— Start —

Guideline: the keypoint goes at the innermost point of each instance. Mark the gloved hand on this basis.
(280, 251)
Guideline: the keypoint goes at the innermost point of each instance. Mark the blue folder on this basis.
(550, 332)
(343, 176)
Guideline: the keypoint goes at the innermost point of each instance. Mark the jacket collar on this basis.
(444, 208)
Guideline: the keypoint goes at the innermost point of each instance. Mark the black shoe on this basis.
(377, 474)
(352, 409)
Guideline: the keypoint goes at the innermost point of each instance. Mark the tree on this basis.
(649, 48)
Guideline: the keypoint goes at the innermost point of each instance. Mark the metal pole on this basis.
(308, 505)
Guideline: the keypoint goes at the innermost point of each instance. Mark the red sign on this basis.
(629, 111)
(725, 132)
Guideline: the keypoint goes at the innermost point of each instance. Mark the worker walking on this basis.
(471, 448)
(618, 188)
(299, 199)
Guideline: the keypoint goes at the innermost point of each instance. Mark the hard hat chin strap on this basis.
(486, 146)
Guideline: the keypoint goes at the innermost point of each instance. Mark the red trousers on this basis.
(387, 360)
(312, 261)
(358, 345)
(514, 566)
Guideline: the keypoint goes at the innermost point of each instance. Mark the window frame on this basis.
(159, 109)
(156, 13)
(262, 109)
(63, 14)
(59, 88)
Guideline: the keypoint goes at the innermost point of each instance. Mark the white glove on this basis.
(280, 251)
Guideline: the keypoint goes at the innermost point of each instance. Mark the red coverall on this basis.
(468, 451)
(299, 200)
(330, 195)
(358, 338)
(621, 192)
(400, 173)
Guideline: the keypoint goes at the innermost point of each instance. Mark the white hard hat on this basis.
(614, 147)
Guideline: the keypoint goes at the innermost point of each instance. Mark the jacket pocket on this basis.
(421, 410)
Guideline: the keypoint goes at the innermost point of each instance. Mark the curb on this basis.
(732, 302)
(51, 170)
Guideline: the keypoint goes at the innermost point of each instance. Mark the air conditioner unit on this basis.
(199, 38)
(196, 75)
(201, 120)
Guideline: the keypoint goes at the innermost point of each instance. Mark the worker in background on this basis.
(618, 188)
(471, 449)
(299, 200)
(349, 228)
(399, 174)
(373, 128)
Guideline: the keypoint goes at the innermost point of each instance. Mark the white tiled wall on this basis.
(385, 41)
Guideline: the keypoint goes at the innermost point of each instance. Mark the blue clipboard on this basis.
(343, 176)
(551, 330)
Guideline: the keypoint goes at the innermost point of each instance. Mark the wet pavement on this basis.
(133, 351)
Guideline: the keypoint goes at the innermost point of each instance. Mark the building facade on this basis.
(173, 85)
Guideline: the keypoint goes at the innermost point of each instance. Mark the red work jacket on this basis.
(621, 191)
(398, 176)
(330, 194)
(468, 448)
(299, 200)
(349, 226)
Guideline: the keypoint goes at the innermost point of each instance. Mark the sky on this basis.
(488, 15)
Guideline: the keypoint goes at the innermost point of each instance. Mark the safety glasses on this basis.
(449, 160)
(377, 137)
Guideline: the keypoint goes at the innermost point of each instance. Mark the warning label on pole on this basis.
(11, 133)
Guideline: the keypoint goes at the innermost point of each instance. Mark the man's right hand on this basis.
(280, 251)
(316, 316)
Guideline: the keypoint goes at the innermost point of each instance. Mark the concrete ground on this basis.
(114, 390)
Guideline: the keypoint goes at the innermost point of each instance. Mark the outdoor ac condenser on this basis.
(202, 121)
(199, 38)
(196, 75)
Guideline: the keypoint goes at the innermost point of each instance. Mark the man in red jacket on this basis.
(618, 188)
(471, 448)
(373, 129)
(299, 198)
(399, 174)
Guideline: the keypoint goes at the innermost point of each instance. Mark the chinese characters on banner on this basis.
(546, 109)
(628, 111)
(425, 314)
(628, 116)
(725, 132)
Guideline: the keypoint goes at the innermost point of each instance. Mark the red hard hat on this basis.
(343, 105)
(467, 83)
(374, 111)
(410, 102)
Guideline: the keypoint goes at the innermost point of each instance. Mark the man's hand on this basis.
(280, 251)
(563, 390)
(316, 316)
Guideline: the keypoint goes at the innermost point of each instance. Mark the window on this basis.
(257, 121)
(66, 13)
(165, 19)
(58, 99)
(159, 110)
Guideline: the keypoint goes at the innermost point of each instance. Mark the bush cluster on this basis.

— End —

EXERCISE PROMPT:
Reproduce the data, keeping every line exactly the same.

SOLUTION TO THIS EXERCISE:
Guideline: the keypoint goes at the innermost point of each instance. Mark the gloved hand on this basis.
(280, 251)
Guideline: the keypoint goes at the innermost point of each instance. Mark the blue folder on this basis.
(550, 332)
(343, 176)
Guideline: the keypoint goes at the innermost point of each instance. Mark the jacket collar on this basis.
(444, 208)
Guideline: the keypoint goes at the innermost point of each instance. Mark the black shoe on this basis.
(377, 474)
(352, 409)
Guideline: the keypoint goes at the innermost point of each instance. Mark the tree on this basis.
(649, 48)
Guideline: the keypoint goes at the innermost point of each instance. Mark the metal pole on this basis.
(308, 505)
Guideline: the keypoint goes at the innermost point of each instance. Mark the red sign on this basis.
(629, 111)
(725, 132)
Guideline: the keypoint goes at the innermost point of each instance. Mark the worker walking on this basis.
(471, 448)
(618, 188)
(299, 199)
Guideline: the keypoint goes at the innermost point of each instance. Mark the hard hat chin strap on this basis.
(486, 146)
Guideline: the keypoint goes at the innermost point of each instance. Mark the red trousers on this basis.
(387, 360)
(312, 261)
(358, 345)
(514, 566)
Guideline: the keypoint goes at the innermost point of each instance. Mark the window frame on this basis.
(159, 109)
(156, 13)
(262, 109)
(63, 14)
(59, 88)
Guideline: the keypoint goes at the innermost point of each instance. Mark the white glove on this basis.
(280, 251)
Guideline: the keypoint goes at the innermost point of each instance. Mark the red coverall on this basis.
(468, 451)
(299, 200)
(330, 195)
(358, 338)
(621, 192)
(400, 173)
Guideline: the keypoint goes at the innermost point of each instance. Mark the white hard hat on this basis.
(614, 147)
Guideline: the keypoint goes at the innermost point of each instance. Mark the jacket pocket on this basis.
(421, 410)
Guideline: the keypoint goes at the innermost point of each instance. Mark the curb on this basis.
(732, 302)
(51, 170)
Guideline: the keypoint goes at the innermost point of each instance. Mark the air conditioner unit on this basis.
(199, 38)
(196, 75)
(201, 120)
Guideline: the keypoint goes at the innermost point of each instance. Mark the worker in background on this basis.
(618, 188)
(471, 449)
(299, 200)
(349, 228)
(399, 174)
(373, 128)
Guideline: the keypoint goes at the innermost point of each instance. Mark the white tiled wall on this basis.
(385, 41)
Guideline: the keypoint goes at the innermost point of each instance. Mark the blue clipboard on this basis.
(343, 176)
(551, 330)
Guideline: the keypoint goes at the innermost point of each instance. Mark the wet pavement on this basis.
(133, 351)
Guideline: the keypoint goes at the innermost point of each instance. Mark the building facade on this basis.
(173, 85)
Guideline: the keypoint goes at the innermost point of each instance. Mark the red work jacket on this basis.
(621, 191)
(398, 176)
(330, 194)
(468, 448)
(299, 200)
(349, 226)
Guideline: the keypoint goes at the innermost point of each instance. Mark the sky on this basis.
(488, 15)
Guideline: the keypoint goes at the innermost point of each instance. Mark the safety glasses on this basis.
(449, 160)
(377, 137)
Guideline: the keypoint goes at the innermost point of each instance. Mark the warning label on pole on this basis.
(11, 133)
Guideline: the keypoint goes at the innermost point of each instance. Mark the man's right hand on this basis.
(280, 251)
(316, 316)
Guideline: the keypoint goes at the innermost point of each instance. Mark the concrete ground on this basis.
(114, 390)
Guideline: the keypoint goes at the innermost point of each instance. Mark the outdoor ac condenser on this basis.
(202, 121)
(199, 38)
(196, 75)
Guideline: the keypoint goes at the innermost point of each instance. Mark the man in red jacket on this basis.
(618, 188)
(471, 448)
(373, 129)
(299, 198)
(399, 174)
Guideline: the keypoint goes at the innermost point of each instance. Mark the chinese characters on banner on this basis.
(546, 109)
(628, 111)
(425, 314)
(628, 116)
(725, 132)
Guideline: the keypoint goes at the innermost point of each instance. Mark the red hard hat on this basis.
(343, 105)
(467, 83)
(374, 111)
(410, 102)
Guideline: the keypoint goes at the innermost point of each instance. Mark the man's hand on this basis.
(280, 251)
(563, 390)
(316, 316)
Guideline: the keypoint goes at the innermost point of each instance. Mark the window on this basis.
(257, 121)
(66, 13)
(165, 19)
(58, 99)
(159, 110)
Guideline: the keypoint goes at the innermost point of each instance. Mark the bush cluster on this basis.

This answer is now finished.